* Begin Data to process *

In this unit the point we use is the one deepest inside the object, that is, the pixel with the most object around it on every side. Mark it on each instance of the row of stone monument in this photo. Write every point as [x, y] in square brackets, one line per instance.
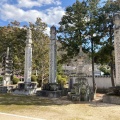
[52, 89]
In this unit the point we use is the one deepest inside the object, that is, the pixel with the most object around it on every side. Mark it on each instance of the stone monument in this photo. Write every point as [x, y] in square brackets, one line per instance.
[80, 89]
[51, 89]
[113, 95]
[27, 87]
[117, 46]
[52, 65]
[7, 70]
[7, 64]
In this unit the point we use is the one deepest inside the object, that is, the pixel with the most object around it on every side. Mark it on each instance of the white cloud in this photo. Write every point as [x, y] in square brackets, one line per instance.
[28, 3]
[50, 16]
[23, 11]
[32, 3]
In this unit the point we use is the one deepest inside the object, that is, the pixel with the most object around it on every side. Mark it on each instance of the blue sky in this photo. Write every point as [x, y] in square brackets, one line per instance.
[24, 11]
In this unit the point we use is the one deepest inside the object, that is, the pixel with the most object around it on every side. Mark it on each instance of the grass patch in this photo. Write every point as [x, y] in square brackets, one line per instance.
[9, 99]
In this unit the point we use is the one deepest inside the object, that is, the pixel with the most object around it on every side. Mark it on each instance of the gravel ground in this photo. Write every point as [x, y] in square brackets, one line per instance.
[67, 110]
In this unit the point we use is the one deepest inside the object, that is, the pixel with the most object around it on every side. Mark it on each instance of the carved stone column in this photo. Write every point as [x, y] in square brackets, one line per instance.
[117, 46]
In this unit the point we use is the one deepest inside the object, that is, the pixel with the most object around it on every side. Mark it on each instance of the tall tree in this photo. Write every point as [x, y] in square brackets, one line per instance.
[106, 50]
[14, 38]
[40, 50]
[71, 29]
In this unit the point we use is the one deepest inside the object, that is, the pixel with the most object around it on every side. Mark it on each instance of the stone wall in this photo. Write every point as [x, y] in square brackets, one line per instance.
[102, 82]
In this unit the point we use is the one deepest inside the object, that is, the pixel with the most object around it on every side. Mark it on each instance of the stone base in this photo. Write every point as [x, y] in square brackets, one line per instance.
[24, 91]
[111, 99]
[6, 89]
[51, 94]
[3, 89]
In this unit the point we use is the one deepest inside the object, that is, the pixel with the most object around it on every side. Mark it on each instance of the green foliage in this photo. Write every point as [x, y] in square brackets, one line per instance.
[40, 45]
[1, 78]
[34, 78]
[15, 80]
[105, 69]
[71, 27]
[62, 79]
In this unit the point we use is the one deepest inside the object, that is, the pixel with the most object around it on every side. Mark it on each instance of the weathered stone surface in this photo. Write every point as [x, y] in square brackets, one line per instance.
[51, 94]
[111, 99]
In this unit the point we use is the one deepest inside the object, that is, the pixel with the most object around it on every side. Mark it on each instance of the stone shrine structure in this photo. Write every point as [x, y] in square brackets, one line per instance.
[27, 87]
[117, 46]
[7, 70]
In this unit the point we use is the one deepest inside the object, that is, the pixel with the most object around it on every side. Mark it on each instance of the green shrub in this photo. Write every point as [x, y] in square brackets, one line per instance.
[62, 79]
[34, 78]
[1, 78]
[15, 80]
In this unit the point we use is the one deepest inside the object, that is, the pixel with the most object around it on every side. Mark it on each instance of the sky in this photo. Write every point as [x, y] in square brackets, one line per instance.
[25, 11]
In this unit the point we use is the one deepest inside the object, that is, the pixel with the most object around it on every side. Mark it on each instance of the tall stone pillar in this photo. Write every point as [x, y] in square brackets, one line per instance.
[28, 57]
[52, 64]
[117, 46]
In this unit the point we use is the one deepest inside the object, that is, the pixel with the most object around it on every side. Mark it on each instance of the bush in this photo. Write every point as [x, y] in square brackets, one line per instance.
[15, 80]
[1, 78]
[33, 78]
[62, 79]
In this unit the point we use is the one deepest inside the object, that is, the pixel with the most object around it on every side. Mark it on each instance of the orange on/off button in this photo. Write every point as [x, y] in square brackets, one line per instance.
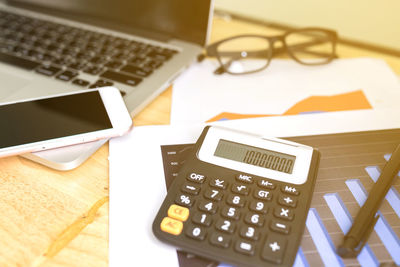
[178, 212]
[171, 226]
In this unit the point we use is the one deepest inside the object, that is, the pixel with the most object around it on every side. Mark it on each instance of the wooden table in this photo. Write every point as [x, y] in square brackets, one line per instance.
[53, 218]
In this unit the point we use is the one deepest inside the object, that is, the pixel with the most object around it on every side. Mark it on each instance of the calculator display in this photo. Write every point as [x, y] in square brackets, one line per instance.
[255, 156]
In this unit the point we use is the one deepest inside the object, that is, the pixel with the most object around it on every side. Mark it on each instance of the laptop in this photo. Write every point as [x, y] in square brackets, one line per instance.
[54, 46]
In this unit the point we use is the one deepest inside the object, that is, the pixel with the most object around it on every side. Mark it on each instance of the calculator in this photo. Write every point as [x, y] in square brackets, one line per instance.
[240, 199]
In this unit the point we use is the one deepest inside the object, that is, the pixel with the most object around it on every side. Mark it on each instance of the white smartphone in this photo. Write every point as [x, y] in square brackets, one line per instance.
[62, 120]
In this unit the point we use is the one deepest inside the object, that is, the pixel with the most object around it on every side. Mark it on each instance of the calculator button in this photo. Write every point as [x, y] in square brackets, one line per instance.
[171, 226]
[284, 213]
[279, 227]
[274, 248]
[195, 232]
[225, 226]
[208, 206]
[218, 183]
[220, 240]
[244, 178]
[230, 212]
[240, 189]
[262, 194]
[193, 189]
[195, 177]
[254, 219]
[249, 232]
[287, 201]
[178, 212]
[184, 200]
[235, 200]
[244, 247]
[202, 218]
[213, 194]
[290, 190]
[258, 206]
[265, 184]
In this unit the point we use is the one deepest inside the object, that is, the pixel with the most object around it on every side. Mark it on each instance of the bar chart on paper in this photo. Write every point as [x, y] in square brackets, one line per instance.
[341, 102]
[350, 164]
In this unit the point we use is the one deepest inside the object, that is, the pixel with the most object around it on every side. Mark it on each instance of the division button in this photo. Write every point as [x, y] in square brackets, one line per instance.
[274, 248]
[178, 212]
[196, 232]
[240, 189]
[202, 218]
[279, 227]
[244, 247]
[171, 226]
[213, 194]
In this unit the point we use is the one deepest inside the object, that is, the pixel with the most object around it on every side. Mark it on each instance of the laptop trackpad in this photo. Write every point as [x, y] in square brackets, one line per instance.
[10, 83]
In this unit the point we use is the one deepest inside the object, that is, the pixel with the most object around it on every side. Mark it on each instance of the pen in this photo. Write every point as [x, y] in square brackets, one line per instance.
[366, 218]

* End Data to process *
* Begin Data to process *

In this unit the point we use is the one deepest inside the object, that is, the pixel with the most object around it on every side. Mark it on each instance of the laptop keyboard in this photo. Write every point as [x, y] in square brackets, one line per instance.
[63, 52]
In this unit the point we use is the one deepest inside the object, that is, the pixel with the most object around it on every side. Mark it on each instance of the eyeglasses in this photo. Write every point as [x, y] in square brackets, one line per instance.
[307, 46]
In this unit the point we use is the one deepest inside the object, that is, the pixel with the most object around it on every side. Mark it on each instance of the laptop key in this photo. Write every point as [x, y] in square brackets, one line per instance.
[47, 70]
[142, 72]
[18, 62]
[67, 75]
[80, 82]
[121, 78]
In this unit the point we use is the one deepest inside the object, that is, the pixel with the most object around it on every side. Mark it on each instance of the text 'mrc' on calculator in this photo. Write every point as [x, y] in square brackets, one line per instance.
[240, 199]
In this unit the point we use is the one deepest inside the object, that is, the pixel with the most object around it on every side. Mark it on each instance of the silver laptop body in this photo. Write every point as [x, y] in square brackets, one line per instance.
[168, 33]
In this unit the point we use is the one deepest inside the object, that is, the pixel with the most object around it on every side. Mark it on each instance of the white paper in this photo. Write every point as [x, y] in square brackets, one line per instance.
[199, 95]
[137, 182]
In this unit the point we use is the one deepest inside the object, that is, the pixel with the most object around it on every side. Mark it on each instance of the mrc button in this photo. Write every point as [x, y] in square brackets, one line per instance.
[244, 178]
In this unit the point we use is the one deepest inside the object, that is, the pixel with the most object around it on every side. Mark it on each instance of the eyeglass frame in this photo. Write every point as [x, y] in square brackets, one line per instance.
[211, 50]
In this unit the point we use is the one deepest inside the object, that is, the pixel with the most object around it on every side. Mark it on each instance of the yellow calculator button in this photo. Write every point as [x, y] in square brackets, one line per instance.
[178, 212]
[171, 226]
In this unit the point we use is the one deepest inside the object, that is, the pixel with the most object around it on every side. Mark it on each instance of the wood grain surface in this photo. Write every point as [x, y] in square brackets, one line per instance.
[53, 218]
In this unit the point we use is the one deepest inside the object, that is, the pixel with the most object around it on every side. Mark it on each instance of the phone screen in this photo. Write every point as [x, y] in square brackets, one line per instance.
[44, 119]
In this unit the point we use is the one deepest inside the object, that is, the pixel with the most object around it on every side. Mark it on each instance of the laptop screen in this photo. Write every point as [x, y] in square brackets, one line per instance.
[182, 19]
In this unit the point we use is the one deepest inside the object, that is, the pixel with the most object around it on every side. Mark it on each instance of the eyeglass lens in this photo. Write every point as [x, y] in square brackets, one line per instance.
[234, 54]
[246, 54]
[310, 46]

* End Data to process *

→ Directive:
List every line in the entries above, across both blocks, that contains the string "calculator". Case counts, so a line qualifies only if its capitalization matches.

→ Result:
In this unit the point we use is the one deepest inside the object, that is, the pixel with the most object around it on every side. Mark it on each instance of the calculator display in this photo. Write every point as [x, y] in square brackets, one line per instance.
In this unit the point we use is the one deepest inside the object, that is, the pixel with the most object around it on every side. Mark it on each instance of the calculator in this photo. Write every point as [x, y] in square brackets, one line per instance.
In this unit the point we use is the one deepest inside the object, that is, the pixel with the most object around it on every side. Mark it on each instance of the calculator button in this photo. Write every point as [x, y] in square brackets, one line per instance.
In this unit the point we use is the one deepest inside the object, that is, the pixel with the most object around it on every side. Mark it on each instance of the text 'mrc' on calculator in this photo. Write every point as [x, y] in square brackets, one line per instance.
In this unit the point we use is the one deepest inside the object, that is, the pixel with the most object around it on every side. Mark it on each instance of the yellow calculator button in this photo. Write every point as [x, y] in square brackets, one line per instance.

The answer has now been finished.